Gelesen wird in unserer Familie sehr oft und auch relativ viel. Nun habe ich gemeinsam mit meinem Sohn ein Buch gelesen, bei dem wir beide (eigentlich) nicht der Zielgruppe der 9 - 11jährigen entsprachen, das uns aber schon von der Buchbeschreibung her unheimlich gut gefiel. Und so lasen wir gemeinsam erstmals ein Buch der norwegischen Kinder- und Jugendbuchautorin Heidi Linde. Und schon der Titel GLATT GELOGEN – DIE SCHRÄGSTE FAMILIE DER WELT, sowie das Buchcover weckte in uns die Leselust.
Das Cover:
Nachdem wir das Buch gelesen habe, muss ich sagen, dass das Cover außergewöhnlich gut zur Handlung passt – die einzelnen Familienmitglieder wurden treffend dargestellt: Der schnarchende Vater mit geschlossenen Augen und weit aufgerissenem Mund, barfuß und im Pyjama. Sanna, Pyms ältere Schwester, mit dem kegelförmigen Chinesenhut auf dem Kopf – auch dazu gibt es ein Kapitel im Buch. Pym, die vollkommen gewöhnlich wirkt. Sigmund mit der Gabel in der Hand, auf der ein Fleischklößchen aufgespießt ist, während auf seinem T-Shirt ist ein durchgestrichener Burger zu sehen ist. Und die Mutter, deren Augen vom ständigen Schlafmangel geschwollen sind. Während sie gähnt hält sie eine Hand vor den Mund und am Hinterkopf wirken die Haare zerzaust wie ein Vogelnest. Alle zusammen stehen sie auf einem Stück Wiese, während der Opa mit einer Rakete an ihnen vorbeidüst.

→ Aufgabe 1
Beantworte die folgenden Fragen anhand der Buchbesprechung:
(a) Welcher Altersgruppe entspricht laut der Buchbesprechung die Zielgruppe des Buches?
(b) Was trägt Sanna auf dem Cover auf dem Kopf?
(c) Womit düst der Opa auf dem Cover an der Familie vorbei?
→ Aufgabe 2
Prüfe, ob die folgenden Aussagen mit der Buchbesprechung übereinstimmen. Antworte jeweils mit Ja oder Nein und zitiere die entscheidenden Worte.
(a) Die Autorin des Buches stammt aus Schweden.
(b) Der Vater ist auf dem Cover barfuß und im Pyjama zu sehen.
(c) Pym wirkt auf dem Cover besonders auffällig.
→ Aufgabe 3
Bitte führe die Buchbesprechung zu „Glatt gelogen – Die schrägste Familie der Welt“ nach dem letzten Satz weiter.

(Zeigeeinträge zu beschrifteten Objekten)

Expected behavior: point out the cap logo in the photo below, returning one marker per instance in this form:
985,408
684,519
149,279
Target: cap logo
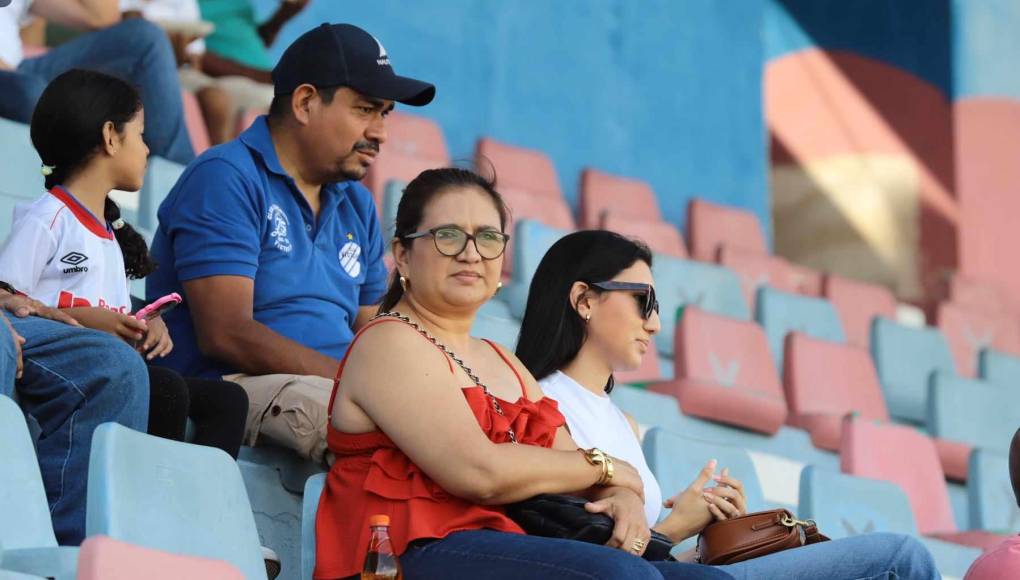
384,59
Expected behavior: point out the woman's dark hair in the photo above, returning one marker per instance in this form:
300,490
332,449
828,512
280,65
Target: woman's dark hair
67,133
552,331
417,195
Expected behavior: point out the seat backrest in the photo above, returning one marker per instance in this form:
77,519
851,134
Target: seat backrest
825,377
680,282
846,506
604,195
905,359
780,313
879,451
969,331
309,508
103,558
711,226
857,303
661,236
26,513
518,168
170,495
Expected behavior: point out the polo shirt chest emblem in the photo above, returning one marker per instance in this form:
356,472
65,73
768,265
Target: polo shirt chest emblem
279,223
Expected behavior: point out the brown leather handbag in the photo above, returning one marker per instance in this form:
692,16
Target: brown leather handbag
753,535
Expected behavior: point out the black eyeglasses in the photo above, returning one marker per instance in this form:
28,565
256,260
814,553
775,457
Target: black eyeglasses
451,241
647,302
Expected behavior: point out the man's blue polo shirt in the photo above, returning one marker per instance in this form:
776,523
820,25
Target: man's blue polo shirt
236,212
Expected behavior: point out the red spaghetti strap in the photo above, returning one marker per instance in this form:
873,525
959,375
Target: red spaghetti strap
499,352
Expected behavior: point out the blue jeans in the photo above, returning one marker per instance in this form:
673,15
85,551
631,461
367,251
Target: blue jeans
867,557
135,50
73,380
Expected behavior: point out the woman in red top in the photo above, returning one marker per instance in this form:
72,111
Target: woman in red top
418,438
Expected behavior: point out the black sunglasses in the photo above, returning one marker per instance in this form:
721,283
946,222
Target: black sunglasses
647,302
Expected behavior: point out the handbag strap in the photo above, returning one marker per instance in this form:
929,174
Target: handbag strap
470,374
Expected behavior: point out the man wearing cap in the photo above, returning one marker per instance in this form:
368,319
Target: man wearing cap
273,243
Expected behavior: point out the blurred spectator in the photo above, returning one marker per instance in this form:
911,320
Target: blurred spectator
135,50
70,379
239,44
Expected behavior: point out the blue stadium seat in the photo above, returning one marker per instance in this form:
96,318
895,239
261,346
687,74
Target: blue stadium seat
27,540
992,505
313,489
905,358
529,243
1000,368
780,313
712,288
172,496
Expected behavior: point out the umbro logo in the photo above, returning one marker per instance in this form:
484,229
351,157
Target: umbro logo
74,259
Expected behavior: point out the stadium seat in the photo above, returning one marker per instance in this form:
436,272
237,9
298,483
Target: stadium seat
710,287
723,372
28,543
969,332
991,503
172,496
313,489
103,558
780,313
604,195
823,382
878,451
197,129
710,226
413,145
857,304
1000,368
964,414
905,359
517,168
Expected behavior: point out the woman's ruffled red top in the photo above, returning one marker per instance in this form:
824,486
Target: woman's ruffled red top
372,476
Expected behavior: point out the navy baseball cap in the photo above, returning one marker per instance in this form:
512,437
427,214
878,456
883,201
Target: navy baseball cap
344,55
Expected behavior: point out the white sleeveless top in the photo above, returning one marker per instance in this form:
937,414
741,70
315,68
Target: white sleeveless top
596,421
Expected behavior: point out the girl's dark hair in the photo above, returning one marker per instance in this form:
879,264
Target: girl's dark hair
417,195
67,133
552,331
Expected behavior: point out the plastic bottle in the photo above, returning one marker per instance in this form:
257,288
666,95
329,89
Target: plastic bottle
380,563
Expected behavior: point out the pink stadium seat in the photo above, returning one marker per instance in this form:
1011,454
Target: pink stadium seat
661,236
413,144
907,457
604,195
103,558
518,168
724,372
858,303
710,226
824,381
969,331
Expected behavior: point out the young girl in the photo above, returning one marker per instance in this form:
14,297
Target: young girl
70,250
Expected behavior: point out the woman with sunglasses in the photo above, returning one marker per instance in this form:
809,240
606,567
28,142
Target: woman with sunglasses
439,430
591,312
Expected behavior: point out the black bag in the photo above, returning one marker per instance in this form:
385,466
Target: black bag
552,515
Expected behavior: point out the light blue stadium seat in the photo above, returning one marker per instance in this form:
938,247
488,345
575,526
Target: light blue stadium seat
530,242
992,505
905,359
172,496
1000,368
711,287
780,313
28,543
313,489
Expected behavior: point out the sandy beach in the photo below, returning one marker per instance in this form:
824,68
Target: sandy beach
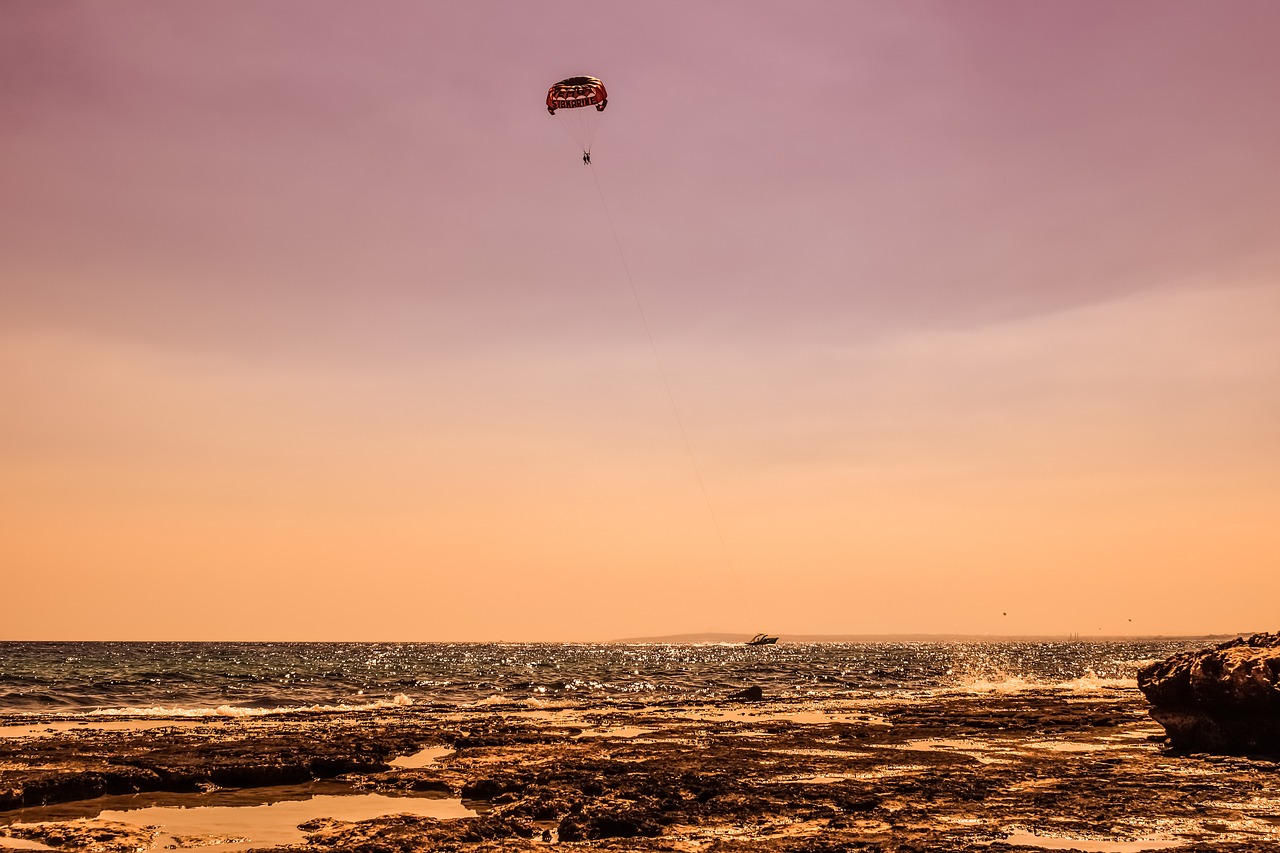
1029,770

→ Lösung 1
(a) Den 9- bis 11-Jährigen.
(b) Einen kegelförmigen Chinesenhut.
(c) Mit einer Rakete.

→ Lösung 2
(a) Nein: „der norwegischen Kinder- und Jugendbuchautorin Heidi Linde“
(b) Ja: „barfuß und im Pyjama“
(c) Nein: „Pym, die vollkommen gewöhnlich wirkt“

→ Lösung 3
Die Handlung:
Pym ist zehneinhalb Jahre alt und das Nesthäkchen der Familie Petterson. Kurz vor den Sommerferien bekommen die Kinder als Hausaufgabe, eine Geschichte über ihre Familie zu schreiben – und zwar eine wahre Geschichte! Doch was macht man, wenn man eine ganz gewöhnliche und äußerst langweilige Familie hat? Eines ist Pym schnell klar: Sie braucht eine Familiengeschichte, die wirklich spannend ist. Doch eine solche Geschichte zu schreiben ist gar nicht so einfach , und so bleibt Pym nicht immer so ganz bei der Wahrheit. Blöd nur, wenn Hilde, Pyms Lehrerin, bemerkt, dass Pym ihre Familiengeschichte erfunden hat. Und so beginnt die Arbeit für Pym mehrmals noch einmal von vorne...
Meine Meinung:
Ein bezauberndes Kinderbuch, das Pym Pettersons Leben aus ihrer Sicht beschreibt – angefangen beim Familienleben, über die Freizeitbeschäftigung bis zu den Ereignissen in der Schule. Dabei sind die Ereignisse oft ganz banal, jedoch wurde aus den alltäglichen Begebenheiten, die für Pym nichts Besonderes darstellen, kleine, äußerst unterhaltsame Episoden.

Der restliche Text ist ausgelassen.